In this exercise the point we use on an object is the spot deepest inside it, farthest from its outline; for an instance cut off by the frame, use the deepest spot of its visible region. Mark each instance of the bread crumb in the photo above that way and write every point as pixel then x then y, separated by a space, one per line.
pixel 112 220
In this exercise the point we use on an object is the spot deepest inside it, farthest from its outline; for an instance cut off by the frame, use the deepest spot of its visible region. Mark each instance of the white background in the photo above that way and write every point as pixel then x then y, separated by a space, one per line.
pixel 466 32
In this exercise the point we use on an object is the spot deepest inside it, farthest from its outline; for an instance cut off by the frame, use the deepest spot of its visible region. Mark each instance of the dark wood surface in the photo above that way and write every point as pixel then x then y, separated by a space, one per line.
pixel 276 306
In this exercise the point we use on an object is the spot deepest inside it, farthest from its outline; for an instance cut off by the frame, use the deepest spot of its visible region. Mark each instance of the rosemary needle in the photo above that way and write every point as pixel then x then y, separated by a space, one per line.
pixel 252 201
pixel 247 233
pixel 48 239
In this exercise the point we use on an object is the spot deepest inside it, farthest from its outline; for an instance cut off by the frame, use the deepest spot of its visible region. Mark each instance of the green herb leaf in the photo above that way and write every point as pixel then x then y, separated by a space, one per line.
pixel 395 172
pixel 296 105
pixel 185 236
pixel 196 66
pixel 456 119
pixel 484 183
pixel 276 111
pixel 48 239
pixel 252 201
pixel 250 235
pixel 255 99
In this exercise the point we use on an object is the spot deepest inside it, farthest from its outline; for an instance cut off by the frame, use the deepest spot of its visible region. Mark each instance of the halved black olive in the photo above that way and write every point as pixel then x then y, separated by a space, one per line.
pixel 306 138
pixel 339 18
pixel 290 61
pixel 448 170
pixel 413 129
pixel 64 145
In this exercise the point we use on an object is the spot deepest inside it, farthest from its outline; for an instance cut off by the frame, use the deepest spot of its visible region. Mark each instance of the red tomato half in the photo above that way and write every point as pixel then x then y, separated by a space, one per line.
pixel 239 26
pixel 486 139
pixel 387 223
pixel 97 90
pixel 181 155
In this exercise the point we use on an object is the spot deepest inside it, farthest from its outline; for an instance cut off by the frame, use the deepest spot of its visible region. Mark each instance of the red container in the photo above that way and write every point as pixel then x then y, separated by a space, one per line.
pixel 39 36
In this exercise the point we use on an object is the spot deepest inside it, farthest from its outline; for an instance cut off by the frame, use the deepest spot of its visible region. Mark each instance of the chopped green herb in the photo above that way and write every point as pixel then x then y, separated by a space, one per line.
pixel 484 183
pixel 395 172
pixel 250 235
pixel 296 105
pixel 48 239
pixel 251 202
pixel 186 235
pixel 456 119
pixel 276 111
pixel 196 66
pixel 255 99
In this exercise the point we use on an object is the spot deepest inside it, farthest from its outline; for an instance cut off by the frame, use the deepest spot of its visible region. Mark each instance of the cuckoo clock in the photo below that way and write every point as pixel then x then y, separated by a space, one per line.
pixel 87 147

+===+

- [Exercise task]: Rewrite all of the data above, putting "innermost" in place of each occurrence of "deepest" and leaving everything else unchanged.

- [Written reply]:
In this exercise the point we use on an object is the spot innermost inside it, farthest from its outline; for an instance cut off by the frame, use the innermost spot of its visible region. Mark each instance of the bread crumb in the photo above that way and write every point as pixel then x then y, separated by a space, one per line.
pixel 112 220
In this exercise the point we use on an object is the spot innermost inside it, farthest from its outline; for an instance cut off by the frame, use the innermost spot of its visible region. Mark each instance of the white background in the photo above that way and write every point as pixel then x then y, separated by a space, one per line.
pixel 466 32
In this exercise the point we use on an object is the spot innermost inside it, farthest from its outline; for an instance cut off by the frame, use the innermost spot of its visible region. Mark each instance of the dark wood surface in the photo above that way and write every point as pixel then x then y, separated by a space, one per line.
pixel 276 306
In this exercise the point we use on an object is the spot innermost inside it, farthest from its outline; for an instance cut off by the frame, use the innermost spot of its visible region. Mark each instance of the rosemary needle in the photo above that way and write every point as pixel then x then y, separated by a space, one per line.
pixel 252 201
pixel 247 233
pixel 48 239
In this exercise the point we use on an object is the spot innermost inside it, farthest from its outline; for an instance cut off by the frame, use the innermost spot of its visible region. Mark each instance of the green herb leaf in the photo above that way and write every point as pixel then x then y, separated by a space, one per line.
pixel 395 172
pixel 296 105
pixel 185 236
pixel 196 66
pixel 456 119
pixel 484 183
pixel 276 111
pixel 48 239
pixel 252 201
pixel 250 235
pixel 255 99
In this exercise the point we use on an object is the spot innermost inside it, farthest from its outline; for an instance cut off by the frame, use the innermost spot of its visible region. Mark each instance of the halved black olive in the photo above that way and write every point as pixel then x then y, separated by a space, one per line.
pixel 306 138
pixel 339 18
pixel 290 61
pixel 448 170
pixel 413 129
pixel 64 145
In this exercise the point we use on an object is the spot innermost inside it, farthest from its outline; for an instance cut off by the frame, use the innermost spot of its visible region. Mark each instance of the red tomato half in the photo above that way and write every point as pixel then x then y, separated by a space, one per line.
pixel 239 26
pixel 486 139
pixel 387 223
pixel 97 90
pixel 181 155
In this exercise the point we use on an object is the spot innermost inside it, farthest from its outline; for an instance cut off by the frame, use the innermost spot of its visible region. Mark each instance of the red container in the photo above that way and write every point as pixel then x then y, separated by a space, one per line.
pixel 39 36
In this exercise the point we use on an object is the spot innermost inside it, farthest from its outline; for an instance cut off by the frame, use the innermost spot of its visible region. Mark each instance of the chopped green herb in the photo above that way and write every point as pixel then x then y, separated by a space, one per line.
pixel 484 183
pixel 395 172
pixel 250 235
pixel 296 105
pixel 48 239
pixel 251 202
pixel 186 235
pixel 456 119
pixel 276 111
pixel 196 66
pixel 255 99
In this exercise the point we use on an object is the spot innermost inside it, farthest from its outline; for an instance cut off by the frame, use the innermost spot of its visible region. Mark each instance of the cuckoo clock in the photo below that way and write every point as pixel then x then y, separated by a space, one per line.
pixel 87 147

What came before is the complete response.